**Problem details:** Render the rows below as a two-column CSV with the headers "entry" and "answer", one line per row. Put each field in double quotes and turn any line breaks within a field into spaces.

[Saved entries]
++++++

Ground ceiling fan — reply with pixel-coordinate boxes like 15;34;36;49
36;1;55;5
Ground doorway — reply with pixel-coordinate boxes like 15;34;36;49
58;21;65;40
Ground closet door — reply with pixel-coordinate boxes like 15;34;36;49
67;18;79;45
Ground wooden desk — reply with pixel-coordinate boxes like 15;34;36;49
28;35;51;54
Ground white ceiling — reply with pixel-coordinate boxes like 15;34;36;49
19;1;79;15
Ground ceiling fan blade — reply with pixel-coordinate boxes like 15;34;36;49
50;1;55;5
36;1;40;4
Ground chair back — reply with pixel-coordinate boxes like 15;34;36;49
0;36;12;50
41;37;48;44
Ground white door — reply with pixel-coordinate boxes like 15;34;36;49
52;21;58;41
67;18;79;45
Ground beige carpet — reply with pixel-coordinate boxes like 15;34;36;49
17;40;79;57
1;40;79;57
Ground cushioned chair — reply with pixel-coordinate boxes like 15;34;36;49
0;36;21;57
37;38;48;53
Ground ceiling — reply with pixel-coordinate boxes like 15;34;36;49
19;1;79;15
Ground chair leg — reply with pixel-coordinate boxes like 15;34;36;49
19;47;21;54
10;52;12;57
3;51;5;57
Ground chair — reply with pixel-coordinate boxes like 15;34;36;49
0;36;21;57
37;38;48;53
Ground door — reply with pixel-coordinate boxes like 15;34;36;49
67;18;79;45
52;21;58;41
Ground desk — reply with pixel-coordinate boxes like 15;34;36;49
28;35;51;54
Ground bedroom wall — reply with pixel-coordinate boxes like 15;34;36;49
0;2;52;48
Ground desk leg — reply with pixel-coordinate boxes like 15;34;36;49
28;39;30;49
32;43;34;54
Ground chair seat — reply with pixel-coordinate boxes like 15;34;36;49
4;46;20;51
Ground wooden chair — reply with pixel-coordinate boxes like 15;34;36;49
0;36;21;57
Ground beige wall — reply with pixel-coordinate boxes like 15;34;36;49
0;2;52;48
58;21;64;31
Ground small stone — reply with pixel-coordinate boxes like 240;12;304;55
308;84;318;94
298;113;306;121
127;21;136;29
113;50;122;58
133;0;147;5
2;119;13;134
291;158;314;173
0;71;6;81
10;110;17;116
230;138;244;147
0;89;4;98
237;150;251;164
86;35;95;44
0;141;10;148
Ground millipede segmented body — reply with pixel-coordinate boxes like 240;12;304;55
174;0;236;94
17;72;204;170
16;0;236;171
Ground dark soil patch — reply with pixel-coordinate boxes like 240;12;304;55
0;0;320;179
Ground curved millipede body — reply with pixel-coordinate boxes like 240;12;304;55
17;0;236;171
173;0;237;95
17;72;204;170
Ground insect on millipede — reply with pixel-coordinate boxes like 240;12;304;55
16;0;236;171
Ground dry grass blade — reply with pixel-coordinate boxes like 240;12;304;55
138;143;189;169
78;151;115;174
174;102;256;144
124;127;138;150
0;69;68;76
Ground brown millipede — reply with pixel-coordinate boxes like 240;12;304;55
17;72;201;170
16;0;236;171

++++++

**Exercise result:**
entry,answer
"Ground ceiling fan — reply with pixel-coordinate boxes like 15;34;36;49","36;1;55;5"
"Ground doorway — reply with pixel-coordinate boxes like 15;34;36;49","58;21;65;40"
"Ground closet door — reply with pixel-coordinate boxes like 15;34;36;49","67;18;79;45"
"Ground wooden desk — reply with pixel-coordinate boxes like 15;34;36;49","28;35;51;54"
"Ground white ceiling — reply with pixel-coordinate boxes like 15;34;36;49","19;1;79;15"
"Ground ceiling fan blade — reply with pixel-coordinate boxes like 15;34;36;49","50;1;55;5 36;1;40;4"
"Ground chair back — reply with pixel-coordinate boxes like 15;34;36;49","0;36;12;50 41;37;48;44"
"Ground white door — reply with pixel-coordinate boxes like 15;34;36;49","52;21;58;41 67;18;79;45"
"Ground beige carpet — reply with pixel-coordinate boxes like 15;34;36;49","17;40;79;57 1;40;79;57"
"Ground cushioned chair — reply with pixel-coordinate boxes like 15;34;36;49","0;36;21;57 37;38;48;53"
"Ground ceiling — reply with pixel-coordinate boxes like 15;34;36;49","19;1;79;15"
"Ground chair leg — reply with pixel-coordinate boxes like 15;34;36;49","19;47;21;54 10;52;12;57 3;51;5;57"
"Ground chair — reply with pixel-coordinate boxes like 15;34;36;49","0;36;21;57 37;38;48;53"
"Ground door — reply with pixel-coordinate boxes like 15;34;36;49","67;18;79;45 52;21;58;41"
"Ground desk — reply with pixel-coordinate boxes like 15;34;36;49","28;35;51;54"
"Ground bedroom wall — reply with pixel-coordinate boxes like 15;34;36;49","0;2;52;48"
"Ground desk leg — reply with pixel-coordinate boxes like 15;34;36;49","28;39;30;49 32;43;34;54"
"Ground chair seat — reply with pixel-coordinate boxes like 15;34;36;49","4;46;20;51"
"Ground wooden chair — reply with pixel-coordinate boxes like 15;34;36;49","0;36;21;57"
"Ground beige wall — reply with pixel-coordinate boxes like 15;34;36;49","0;2;52;48 58;21;64;31"
"Ground small stone — reply with pixel-coordinate boxes like 240;12;304;55","308;84;318;94 298;113;306;121 127;21;136;29 113;50;122;58 133;0;147;5 2;119;13;134 291;158;314;173 0;71;6;81 10;110;17;116 230;138;244;147 0;89;4;98 237;150;251;164 86;35;95;44 0;141;10;148"
"Ground millipede segmented body — reply with pixel-coordinate boxes like 240;12;304;55","174;0;236;94 17;72;204;170 16;0;236;171"
"Ground dark soil patch — reply with pixel-coordinate boxes like 240;12;304;55","0;0;320;179"
"Ground curved millipede body — reply with pixel-coordinate boxes like 240;12;304;55","17;0;236;171 173;0;237;95 17;72;204;170"
"Ground insect on millipede — reply with pixel-coordinate boxes like 240;12;304;55","16;0;236;171"
"Ground dry grass blade — reply with pixel-coordinate boxes like 240;12;304;55","138;143;189;169 78;151;115;174 174;102;256;144 124;127;138;150 0;69;68;76"
"Ground brown millipede — reply with pixel-coordinate boxes like 240;12;304;55","17;72;201;170 16;0;236;171"